# Oris Discounts, 2018 Edition



## Generation (Oct 28, 2011)

Hi, I placed an order for a green Oris Aquis Date 43.5 mm last week. I thought the discount was good, so I didn't attempt to negotiate with the AD. I also thought that, based on the way the AD offered the discounted price right away, the AD wasn't willing to negotiate.

I wanted to hear from the community what discounts are typically offered on Oris watches. Does the discount vary from country to country? Are the various models discounted differently?


----------



## Dark Overlord (Jul 18, 2016)

one AD near me offers 15%. 17.5% if you pay cash.


----------



## City74 (Apr 20, 2015)

I know an AD who will do 25% most times. That’s where I bought mine


----------



## MR028 (Dec 3, 2016)

I was just in Singapore and was offered 20% on a recent release ProPilot Worldtimer straight off the bat.


----------



## NapoleonDynamite (Jul 30, 2016)

Its often to see 25% off Oris watches from ADs in Australia. Best I've seen is 27%.


----------



## chrusp (Mar 16, 2013)

20% is minimum 

Wysłane z mojego SM-G955F przy użyciu Tapatalka


----------



## sticky (Apr 5, 2013)

#### Brief 1
Please repeat the part of the Oris discount thread starting with "# Oris Discounts, 2018" and going on through "willing to negotiate.".
#### Brief 2
According to the Oris discount thread, what discount does Dark Overlord's nearby AD give for paying cash?
#### Brief 3
Name each distinct discount percentage mentioned in the Oris discount thread.
The material that follows has no connection to the Oris discount thread.

#### Given material

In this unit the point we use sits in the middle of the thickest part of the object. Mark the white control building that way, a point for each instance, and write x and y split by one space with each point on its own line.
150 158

#### Expected output 1
# Oris Discounts, 2018 Edition



## Generation (Oct 28, 2011)

Hi, I placed an order for a green Oris Aquis Date 43.5 mm last week. I thought the discount was good, so I didn't attempt to negotiate with the AD. I also thought that, based on the way the AD offered the discounted price right away, the AD wasn't willing to negotiate.

#### Expected output 2
17.5%

#### Expected output 3
15%, 17.5%, 20%, 25%, 27%